• **Your instructions**:
Find the line containing "Note: for this drill, pin each instance of the yellow" in the data below, then output that line and each one after it exactly, with nothing else.
Start of The input
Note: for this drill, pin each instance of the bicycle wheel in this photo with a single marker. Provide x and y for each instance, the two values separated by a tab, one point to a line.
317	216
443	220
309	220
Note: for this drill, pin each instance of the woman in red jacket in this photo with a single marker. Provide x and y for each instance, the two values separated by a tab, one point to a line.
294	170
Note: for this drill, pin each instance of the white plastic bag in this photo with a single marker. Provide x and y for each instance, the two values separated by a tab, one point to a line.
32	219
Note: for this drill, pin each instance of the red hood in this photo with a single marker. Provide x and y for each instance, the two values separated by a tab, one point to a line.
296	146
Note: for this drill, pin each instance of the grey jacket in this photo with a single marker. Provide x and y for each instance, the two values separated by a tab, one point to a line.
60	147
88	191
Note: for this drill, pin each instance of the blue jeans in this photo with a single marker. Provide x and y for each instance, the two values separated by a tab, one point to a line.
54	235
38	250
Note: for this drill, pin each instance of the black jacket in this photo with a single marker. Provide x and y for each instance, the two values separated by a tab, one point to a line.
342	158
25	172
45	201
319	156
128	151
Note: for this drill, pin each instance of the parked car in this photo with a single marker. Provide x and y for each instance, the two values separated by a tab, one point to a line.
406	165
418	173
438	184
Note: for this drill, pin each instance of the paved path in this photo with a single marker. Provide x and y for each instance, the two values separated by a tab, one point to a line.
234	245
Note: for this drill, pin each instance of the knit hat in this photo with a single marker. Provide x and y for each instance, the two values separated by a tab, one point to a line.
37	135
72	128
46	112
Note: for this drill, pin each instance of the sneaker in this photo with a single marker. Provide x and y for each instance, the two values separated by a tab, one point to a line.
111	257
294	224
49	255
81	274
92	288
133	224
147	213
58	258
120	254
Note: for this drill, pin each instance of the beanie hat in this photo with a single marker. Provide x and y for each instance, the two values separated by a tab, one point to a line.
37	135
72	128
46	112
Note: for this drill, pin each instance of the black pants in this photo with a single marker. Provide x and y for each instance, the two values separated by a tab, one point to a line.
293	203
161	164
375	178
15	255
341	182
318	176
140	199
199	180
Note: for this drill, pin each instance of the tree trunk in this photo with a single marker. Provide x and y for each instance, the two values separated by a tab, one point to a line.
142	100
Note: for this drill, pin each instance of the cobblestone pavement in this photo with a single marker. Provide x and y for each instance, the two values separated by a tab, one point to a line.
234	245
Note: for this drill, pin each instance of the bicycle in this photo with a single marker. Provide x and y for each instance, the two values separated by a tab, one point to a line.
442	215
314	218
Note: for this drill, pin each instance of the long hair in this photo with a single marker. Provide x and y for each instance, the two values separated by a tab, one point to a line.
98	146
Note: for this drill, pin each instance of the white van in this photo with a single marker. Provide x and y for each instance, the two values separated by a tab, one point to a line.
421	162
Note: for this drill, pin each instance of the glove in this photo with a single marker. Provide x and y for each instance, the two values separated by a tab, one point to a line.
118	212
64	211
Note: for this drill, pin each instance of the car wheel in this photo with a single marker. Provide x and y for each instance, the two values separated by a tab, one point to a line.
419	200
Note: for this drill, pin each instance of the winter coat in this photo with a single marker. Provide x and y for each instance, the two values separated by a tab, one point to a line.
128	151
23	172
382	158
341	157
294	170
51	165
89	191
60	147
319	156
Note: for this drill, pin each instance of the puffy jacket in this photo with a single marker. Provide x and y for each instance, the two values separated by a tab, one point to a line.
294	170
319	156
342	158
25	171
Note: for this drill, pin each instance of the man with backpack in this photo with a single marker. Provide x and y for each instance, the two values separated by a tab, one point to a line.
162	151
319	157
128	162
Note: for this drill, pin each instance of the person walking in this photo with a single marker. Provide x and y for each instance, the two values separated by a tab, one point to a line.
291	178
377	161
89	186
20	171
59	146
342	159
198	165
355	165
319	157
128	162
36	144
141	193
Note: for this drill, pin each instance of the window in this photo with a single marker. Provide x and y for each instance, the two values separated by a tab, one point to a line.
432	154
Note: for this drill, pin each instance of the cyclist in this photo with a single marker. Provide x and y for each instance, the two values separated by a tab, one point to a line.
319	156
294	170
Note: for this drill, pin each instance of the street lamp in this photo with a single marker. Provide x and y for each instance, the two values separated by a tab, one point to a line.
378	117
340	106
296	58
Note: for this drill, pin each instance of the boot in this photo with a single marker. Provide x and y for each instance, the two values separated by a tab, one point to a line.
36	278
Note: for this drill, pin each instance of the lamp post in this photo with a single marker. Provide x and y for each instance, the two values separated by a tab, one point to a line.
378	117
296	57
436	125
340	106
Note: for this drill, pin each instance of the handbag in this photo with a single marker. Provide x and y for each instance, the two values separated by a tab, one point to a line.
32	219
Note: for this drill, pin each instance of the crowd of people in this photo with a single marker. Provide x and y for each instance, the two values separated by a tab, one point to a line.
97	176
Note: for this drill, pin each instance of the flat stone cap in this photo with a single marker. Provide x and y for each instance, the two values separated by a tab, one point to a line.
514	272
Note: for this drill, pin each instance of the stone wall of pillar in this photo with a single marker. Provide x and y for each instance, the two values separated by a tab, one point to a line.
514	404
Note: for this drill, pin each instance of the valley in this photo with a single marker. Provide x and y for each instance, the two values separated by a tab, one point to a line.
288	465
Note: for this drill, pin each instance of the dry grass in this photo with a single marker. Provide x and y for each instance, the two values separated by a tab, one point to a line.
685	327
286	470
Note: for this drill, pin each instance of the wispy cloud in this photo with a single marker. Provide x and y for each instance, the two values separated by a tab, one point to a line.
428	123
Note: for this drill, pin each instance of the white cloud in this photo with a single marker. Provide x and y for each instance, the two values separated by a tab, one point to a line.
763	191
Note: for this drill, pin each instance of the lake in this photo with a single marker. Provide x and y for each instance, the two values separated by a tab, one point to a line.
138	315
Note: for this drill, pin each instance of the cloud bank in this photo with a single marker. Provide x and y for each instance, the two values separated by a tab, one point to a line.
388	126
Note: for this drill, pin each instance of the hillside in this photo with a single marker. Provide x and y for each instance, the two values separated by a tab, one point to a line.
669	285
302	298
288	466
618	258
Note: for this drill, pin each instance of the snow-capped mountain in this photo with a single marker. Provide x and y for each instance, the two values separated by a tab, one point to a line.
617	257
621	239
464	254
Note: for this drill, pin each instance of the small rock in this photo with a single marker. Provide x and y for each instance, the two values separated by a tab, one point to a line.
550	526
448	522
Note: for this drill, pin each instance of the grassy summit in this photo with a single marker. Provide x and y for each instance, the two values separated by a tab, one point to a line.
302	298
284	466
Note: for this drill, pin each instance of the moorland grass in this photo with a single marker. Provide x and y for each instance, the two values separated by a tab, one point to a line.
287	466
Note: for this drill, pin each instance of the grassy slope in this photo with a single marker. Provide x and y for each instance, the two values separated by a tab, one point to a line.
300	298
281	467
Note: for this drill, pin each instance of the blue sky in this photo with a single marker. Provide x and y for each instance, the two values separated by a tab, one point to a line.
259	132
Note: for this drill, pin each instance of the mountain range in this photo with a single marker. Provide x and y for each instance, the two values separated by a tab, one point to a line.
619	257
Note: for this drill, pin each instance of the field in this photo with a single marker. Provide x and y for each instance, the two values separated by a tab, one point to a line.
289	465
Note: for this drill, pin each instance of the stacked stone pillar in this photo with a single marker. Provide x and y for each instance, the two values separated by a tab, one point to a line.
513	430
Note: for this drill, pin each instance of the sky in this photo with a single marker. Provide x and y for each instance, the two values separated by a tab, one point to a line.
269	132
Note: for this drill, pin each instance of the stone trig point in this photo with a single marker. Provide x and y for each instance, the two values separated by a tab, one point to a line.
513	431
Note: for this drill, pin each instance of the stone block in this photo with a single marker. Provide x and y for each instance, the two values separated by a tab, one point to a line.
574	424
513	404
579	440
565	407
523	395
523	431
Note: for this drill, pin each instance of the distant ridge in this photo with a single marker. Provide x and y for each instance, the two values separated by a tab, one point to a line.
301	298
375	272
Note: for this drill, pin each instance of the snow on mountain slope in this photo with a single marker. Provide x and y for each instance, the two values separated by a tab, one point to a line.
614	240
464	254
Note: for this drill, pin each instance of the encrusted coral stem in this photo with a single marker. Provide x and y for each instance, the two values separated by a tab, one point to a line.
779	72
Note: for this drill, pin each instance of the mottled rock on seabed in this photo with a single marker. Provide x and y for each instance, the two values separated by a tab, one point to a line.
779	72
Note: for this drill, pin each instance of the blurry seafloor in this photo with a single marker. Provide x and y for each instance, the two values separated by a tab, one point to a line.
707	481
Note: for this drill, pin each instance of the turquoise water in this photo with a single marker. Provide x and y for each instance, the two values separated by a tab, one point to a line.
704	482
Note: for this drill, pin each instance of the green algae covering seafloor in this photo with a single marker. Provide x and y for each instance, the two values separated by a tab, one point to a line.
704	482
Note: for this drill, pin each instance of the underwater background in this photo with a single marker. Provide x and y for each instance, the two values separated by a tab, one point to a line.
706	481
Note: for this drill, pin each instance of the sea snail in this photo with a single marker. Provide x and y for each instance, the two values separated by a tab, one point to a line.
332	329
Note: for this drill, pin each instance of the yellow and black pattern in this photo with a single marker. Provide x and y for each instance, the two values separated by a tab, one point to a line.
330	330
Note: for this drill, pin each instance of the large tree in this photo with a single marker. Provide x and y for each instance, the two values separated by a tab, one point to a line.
End of The input
• **Output**:
Note: for this drill, pin each instance of the yellow and black pattern in this photo with a single marker. Provide x and y for each instance, the two values separated by a tab, one point to a line.
330	330
Note: for this drill, pin each instance of the large tree in this photo with a single marker. Provide x and y for each instance, the two values separated by a tab, one point to a line.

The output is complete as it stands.